→ What the task asks
Take the line that contains "Q: Find one point on every instance of the roof in" in the data below and each line after it, through the last, and repeat them unchanged.

→ Source material

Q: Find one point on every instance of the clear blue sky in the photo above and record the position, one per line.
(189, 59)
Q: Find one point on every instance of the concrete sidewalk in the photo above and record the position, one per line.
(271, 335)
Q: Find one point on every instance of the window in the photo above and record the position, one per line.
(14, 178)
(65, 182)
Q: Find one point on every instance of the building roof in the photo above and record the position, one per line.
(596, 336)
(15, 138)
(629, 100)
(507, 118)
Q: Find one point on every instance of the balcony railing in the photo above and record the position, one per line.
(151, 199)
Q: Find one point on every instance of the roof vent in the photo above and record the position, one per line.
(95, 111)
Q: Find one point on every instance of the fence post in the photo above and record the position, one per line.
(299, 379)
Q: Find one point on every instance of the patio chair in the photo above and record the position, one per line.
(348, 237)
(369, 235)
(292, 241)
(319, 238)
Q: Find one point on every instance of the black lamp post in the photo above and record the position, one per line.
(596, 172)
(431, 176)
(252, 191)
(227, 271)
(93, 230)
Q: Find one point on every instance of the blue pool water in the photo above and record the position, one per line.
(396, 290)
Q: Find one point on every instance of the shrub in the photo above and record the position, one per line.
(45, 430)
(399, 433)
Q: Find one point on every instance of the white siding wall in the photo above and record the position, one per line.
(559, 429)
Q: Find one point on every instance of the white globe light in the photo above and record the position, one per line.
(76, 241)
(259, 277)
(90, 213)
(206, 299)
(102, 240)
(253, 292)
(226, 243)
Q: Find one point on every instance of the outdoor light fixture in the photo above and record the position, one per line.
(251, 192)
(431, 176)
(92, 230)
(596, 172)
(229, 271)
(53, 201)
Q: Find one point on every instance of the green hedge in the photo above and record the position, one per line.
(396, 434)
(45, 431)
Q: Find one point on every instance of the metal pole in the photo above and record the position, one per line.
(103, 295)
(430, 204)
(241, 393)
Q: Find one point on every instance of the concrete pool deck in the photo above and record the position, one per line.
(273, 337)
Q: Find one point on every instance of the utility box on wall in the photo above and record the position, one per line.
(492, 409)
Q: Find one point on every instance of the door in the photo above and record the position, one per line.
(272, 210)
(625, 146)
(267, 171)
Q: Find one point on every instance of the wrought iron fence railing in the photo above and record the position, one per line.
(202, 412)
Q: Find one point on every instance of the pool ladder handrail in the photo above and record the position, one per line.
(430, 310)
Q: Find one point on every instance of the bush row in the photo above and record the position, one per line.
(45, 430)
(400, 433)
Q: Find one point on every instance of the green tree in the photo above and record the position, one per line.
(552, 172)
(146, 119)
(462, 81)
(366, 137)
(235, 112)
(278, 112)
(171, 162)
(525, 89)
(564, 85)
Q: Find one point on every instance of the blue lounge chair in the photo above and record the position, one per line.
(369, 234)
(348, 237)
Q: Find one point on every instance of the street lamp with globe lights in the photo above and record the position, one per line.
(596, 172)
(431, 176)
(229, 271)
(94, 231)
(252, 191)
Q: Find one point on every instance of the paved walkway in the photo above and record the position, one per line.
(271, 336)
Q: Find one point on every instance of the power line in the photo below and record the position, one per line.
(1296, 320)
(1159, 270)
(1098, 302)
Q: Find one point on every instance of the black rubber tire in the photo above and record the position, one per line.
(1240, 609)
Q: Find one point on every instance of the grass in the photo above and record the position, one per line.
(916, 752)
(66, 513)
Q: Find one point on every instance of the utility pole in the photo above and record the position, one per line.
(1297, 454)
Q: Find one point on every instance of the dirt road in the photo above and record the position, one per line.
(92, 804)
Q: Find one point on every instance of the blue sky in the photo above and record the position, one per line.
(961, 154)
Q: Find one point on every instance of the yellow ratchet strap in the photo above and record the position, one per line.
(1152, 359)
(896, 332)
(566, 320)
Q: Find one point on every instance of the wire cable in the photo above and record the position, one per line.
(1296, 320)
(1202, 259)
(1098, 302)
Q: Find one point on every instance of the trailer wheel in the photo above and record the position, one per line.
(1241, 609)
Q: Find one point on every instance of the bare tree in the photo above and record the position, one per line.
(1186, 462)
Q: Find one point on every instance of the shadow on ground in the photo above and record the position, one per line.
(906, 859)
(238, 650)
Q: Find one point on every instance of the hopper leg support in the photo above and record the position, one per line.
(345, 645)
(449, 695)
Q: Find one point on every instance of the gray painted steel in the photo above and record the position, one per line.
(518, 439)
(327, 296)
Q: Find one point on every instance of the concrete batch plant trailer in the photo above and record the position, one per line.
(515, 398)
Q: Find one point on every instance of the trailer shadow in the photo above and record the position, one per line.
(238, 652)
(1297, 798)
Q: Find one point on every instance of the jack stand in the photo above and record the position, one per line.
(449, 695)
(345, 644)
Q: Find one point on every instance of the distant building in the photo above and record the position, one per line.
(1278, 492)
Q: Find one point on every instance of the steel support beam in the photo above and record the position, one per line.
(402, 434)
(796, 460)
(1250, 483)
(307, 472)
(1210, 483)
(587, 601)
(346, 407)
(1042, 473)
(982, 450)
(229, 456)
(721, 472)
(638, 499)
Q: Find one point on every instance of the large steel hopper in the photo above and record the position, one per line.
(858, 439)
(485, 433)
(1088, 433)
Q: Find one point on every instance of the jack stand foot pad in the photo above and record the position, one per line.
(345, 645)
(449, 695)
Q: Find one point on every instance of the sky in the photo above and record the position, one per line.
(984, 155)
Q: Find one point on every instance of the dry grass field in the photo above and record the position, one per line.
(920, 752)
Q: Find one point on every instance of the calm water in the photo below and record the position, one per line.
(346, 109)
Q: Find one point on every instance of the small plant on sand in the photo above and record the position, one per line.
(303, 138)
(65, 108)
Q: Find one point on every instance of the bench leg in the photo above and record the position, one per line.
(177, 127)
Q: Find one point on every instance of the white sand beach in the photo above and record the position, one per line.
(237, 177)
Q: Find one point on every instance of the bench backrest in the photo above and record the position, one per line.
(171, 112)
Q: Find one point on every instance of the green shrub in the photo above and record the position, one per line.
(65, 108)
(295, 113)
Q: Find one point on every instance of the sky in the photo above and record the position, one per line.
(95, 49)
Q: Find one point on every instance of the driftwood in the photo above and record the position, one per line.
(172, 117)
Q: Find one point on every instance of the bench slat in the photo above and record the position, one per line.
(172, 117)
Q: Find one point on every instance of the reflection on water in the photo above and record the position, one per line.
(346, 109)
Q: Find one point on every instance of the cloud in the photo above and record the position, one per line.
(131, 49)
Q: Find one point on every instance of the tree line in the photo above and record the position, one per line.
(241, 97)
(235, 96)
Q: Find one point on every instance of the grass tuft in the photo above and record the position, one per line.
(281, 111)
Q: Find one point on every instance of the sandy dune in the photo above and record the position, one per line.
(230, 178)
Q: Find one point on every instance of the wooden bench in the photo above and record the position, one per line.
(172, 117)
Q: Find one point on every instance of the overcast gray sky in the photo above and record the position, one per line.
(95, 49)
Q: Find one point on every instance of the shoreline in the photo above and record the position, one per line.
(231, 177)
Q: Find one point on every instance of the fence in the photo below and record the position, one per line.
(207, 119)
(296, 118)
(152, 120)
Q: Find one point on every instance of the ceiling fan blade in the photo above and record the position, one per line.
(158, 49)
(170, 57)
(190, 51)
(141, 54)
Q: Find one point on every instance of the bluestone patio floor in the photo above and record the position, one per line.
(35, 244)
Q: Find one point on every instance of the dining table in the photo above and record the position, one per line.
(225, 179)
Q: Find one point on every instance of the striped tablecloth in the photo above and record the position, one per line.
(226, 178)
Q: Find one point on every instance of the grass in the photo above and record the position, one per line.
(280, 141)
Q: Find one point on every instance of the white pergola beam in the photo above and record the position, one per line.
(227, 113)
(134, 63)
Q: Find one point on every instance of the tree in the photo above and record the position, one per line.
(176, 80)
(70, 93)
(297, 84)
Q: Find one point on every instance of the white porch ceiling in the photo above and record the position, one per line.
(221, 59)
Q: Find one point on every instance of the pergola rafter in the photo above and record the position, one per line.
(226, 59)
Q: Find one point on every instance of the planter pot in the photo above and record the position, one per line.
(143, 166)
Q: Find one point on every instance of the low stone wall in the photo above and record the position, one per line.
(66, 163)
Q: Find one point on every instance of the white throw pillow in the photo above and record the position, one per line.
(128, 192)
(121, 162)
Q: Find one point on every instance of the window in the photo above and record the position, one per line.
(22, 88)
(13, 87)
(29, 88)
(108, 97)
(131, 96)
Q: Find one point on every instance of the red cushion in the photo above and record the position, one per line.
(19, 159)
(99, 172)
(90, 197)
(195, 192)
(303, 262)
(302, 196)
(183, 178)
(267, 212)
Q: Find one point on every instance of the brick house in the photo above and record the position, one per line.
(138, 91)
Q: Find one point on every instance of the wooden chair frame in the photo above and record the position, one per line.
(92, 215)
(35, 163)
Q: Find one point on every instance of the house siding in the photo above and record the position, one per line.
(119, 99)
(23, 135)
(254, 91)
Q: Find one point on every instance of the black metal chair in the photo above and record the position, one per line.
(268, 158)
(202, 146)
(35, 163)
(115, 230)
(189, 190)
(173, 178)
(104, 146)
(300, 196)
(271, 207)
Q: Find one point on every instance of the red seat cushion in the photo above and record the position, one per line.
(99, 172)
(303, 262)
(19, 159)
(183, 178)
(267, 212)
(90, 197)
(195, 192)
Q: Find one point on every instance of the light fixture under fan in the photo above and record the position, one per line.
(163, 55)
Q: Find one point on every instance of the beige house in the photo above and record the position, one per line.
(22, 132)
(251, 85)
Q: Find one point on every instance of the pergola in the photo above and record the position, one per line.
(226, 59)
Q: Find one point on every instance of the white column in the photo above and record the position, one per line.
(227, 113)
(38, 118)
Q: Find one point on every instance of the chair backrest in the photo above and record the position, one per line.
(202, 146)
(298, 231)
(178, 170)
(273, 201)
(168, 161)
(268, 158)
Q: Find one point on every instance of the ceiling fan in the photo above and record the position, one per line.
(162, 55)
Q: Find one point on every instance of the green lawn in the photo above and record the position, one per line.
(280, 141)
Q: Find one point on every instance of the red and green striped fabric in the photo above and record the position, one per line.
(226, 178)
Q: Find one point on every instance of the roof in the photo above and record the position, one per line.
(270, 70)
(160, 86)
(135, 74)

→ The answer
Q: Find one point on every instance of the roof in the photo above and record the position, one per line.
(270, 70)
(160, 86)
(135, 74)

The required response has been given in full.